Coordinate labeling data
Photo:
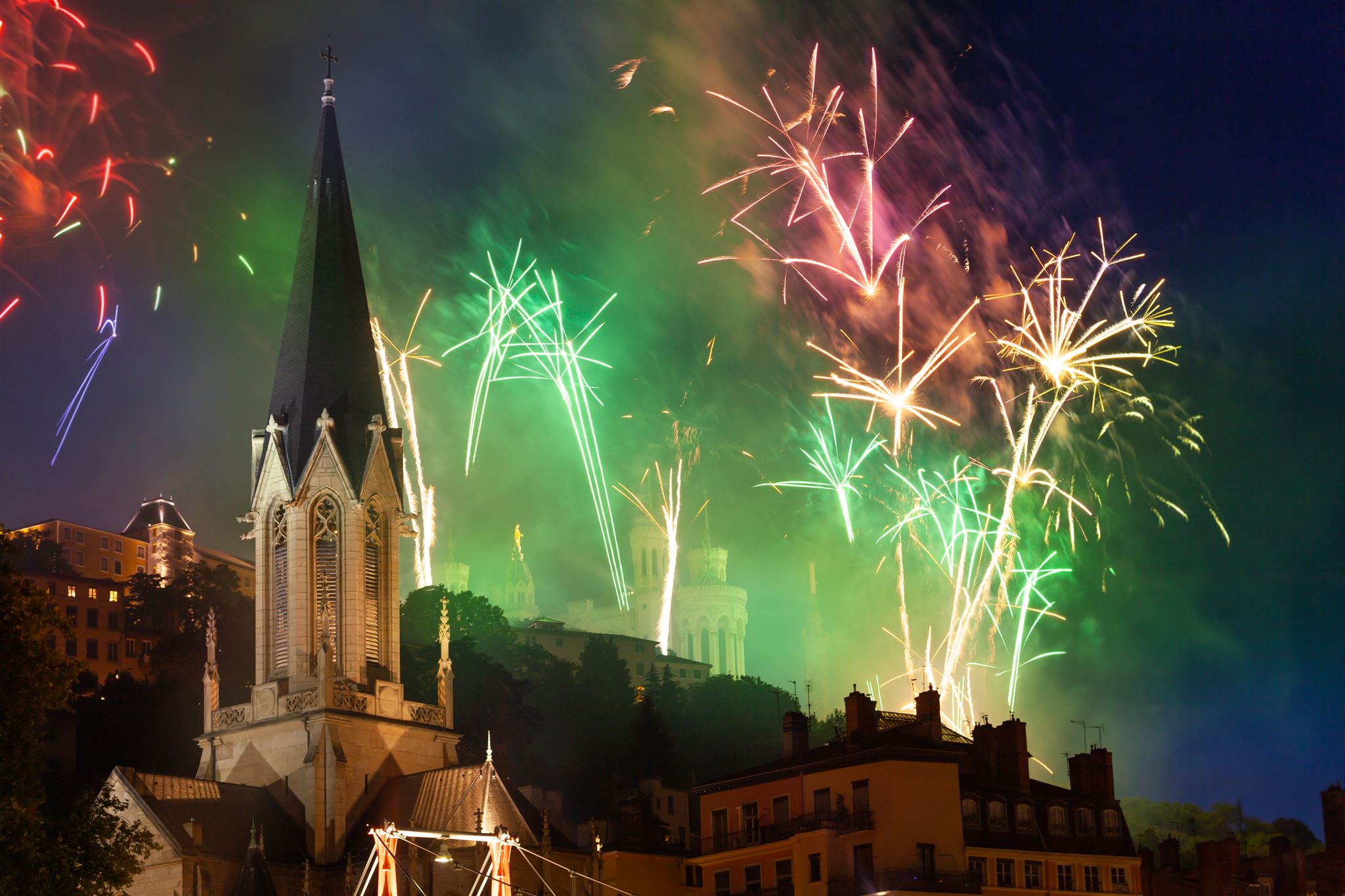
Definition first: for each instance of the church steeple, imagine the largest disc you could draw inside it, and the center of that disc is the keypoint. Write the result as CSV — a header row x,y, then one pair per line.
x,y
327,359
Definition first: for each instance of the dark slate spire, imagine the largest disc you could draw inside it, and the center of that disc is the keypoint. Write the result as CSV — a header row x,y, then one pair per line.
x,y
327,354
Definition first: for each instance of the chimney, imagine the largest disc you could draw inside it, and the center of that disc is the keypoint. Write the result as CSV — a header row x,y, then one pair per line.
x,y
795,735
1012,756
861,719
1333,819
1169,853
1216,864
927,715
984,747
1091,774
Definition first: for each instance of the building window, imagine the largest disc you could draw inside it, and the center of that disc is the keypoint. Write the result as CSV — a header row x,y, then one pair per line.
x,y
278,590
720,828
326,565
996,815
864,867
373,582
860,798
822,802
925,860
751,826
1064,876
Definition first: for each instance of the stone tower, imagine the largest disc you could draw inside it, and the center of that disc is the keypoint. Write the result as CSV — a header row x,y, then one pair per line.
x,y
327,721
516,593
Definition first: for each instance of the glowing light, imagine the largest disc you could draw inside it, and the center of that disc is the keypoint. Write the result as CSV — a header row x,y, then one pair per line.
x,y
146,54
837,473
68,418
66,211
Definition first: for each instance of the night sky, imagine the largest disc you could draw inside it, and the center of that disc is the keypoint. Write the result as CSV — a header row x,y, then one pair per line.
x,y
1214,131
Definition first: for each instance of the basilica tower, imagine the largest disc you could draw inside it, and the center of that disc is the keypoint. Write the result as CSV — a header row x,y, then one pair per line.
x,y
327,721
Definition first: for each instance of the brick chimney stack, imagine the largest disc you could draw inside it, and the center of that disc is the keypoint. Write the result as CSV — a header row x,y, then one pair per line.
x,y
1012,756
795,735
927,715
1333,819
1091,774
861,716
1169,853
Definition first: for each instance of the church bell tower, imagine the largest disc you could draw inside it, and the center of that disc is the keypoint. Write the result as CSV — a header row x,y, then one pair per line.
x,y
327,723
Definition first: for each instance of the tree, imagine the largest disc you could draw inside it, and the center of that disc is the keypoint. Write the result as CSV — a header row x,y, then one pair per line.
x,y
89,849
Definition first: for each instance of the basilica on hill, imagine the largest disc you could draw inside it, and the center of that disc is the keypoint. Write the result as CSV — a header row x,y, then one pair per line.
x,y
709,616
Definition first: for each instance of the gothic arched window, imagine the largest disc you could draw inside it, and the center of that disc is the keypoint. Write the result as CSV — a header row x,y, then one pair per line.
x,y
373,581
326,566
280,590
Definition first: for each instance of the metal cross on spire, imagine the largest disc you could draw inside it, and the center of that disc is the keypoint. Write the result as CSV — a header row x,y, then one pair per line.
x,y
330,56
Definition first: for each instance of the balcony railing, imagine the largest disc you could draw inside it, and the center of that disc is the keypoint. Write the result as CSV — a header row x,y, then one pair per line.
x,y
839,822
904,879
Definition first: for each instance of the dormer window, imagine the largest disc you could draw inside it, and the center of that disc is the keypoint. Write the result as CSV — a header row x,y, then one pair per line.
x,y
996,815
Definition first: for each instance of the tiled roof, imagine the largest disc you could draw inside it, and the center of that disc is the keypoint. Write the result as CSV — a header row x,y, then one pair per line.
x,y
449,800
327,354
223,812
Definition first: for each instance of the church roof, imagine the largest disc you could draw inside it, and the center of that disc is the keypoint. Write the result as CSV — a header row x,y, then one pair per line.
x,y
225,813
327,356
450,798
158,512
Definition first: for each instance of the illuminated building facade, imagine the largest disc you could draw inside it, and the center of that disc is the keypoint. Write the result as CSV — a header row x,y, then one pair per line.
x,y
900,801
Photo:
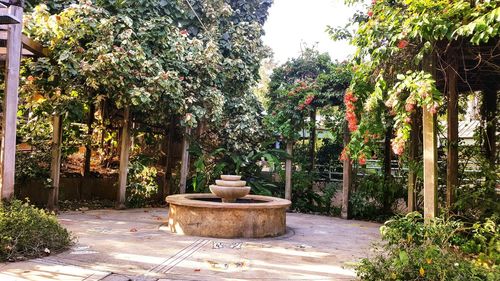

(Task description): Update the records by changing every "keypoint" to "anchor point", keeping everything else the same. Omit the pictures from your answer.

(The answer):
Photo:
Definition first: for each instance of the church steeple, imagine the largest disc you could draw inside it, and the center of that disc is the anchor point. Write the result as CSV — a header row x,y, then one pair per line.
x,y
327,359
Definition first: for each instance of the dark slate spire, imagine the largest disc you could draw inside it, and the center of that disc is the anchor point. Write the result as CSV — a header row x,y, then one pair per line.
x,y
327,354
Definition first: for each instance of the chimney, imagine the largest disc you could draw inside it, and the center of that disc is the anchor point. Write the result as CSV — a header row x,y, then one pair per line.
x,y
795,735
1012,756
861,719
1333,819
1169,853
1216,864
927,715
984,747
1091,774
Definition first: for each instance of the building window, imagine the largest disc you could draw inside it, and the center of that disc is the anchor point. Write the result as CSV — a header row x,y, then one pair per line.
x,y
278,590
720,828
326,565
996,815
864,867
373,582
860,798
822,802
925,860
751,826
1064,876
Definition first: for each instance of the stone tower, imagine the largest disc you could draw inside it, and the center of that disc is the anchor point. Write the result as CSV — a header row x,y, then one pair per line.
x,y
327,721
516,593
Definition first: for each instance of the glowing light, imagine the largest disc you could draw inside it, and the center of that disc is the anchor point. Write the result as CSV — a header row x,y, then one pair per line.
x,y
146,54
837,473
68,418
66,211
Definition first: for each instance of the night sky, imagine the largest disc you could draw inside it, and the center of that disc is the anchor point. Write the result as CSV — a header row x,y, then one pair per line.
x,y
1214,131
Definition first: for each instance of the basilica tower, imagine the largest disc you could draw inside it, and the center of that disc is the anchor point. Write the result as CSV — a header row x,y, then one pair per line.
x,y
327,721
Definition first: for each instance of the brick chimney stack, imagine the largest disc you could draw inside it, and the center of that disc is the anchor point. Write the result as CSV — a header row x,y, then one pair per line.
x,y
1012,756
795,735
927,715
1333,819
1091,774
861,716
1169,853
Definition first: for each instance of the church bell tower, imagine the largest disc you could draw inside it, and the center of that disc is the anchor point. Write the result as CSV — a header row x,y, then one pair per line.
x,y
327,723
Definition first: for each instance of the tree, imagine the largest disc you could draw inside it, and the center of that disc is the anchor point. Write the result as CSV — a header row x,y, then one pair per line.
x,y
89,849
Definition first: for each instance of the basilica on hill, imagine the largest disc you could draw inside it, and the center of that disc is the anchor point. Write the result as CSV — a header row x,y, then one pair per line.
x,y
709,616
Definition first: for each instance of the gothic arched window, imagine the largest disc you could draw inside it, and the center of that disc is the anchor point. Write the result as CSV — a header row x,y, then one pair per line.
x,y
373,581
326,566
280,590
Definition first: for each instance of the metal cross on spire, imagine the largest disc you could draw inside it, and the center of that disc is the anchor point. Write the result as CSV — a header row x,y, then one pair per line.
x,y
330,56
Definition first: for each instance of the balcony railing, imagine the largest disc you could draw inside it, and the center of that disc is the anchor point. Write the result as CSV — a header row x,y, then one pair per line.
x,y
839,822
904,879
Definition first: for each instance of the dormer window, imagine the largest disc you could draw inside it, and the center of that disc is the anchor point. Write the result as CSV — a header row x,y, then one pair per line.
x,y
996,815
Definition first: for each instance of the tiled roof, imagine the largest disc you could draw inside it, and the center of that disc is the anchor point. Write the result as CSV — a header row x,y, then one pair per line.
x,y
449,800
327,354
223,812
Definition first: for each instance of the church roof, imagine the largest disc you could draw inside it, and the center of that disc is the anchor point. Write the result as CSV — a header row x,y, then one pair per line.
x,y
225,813
327,356
450,798
158,512
Definition first: for each instance of the illuminated building facade, imagine the largest disc you could draw inside it, and the center of that disc is the anchor point. Write the result as CSV — a header row x,y, then one pair per line.
x,y
900,801
Photo:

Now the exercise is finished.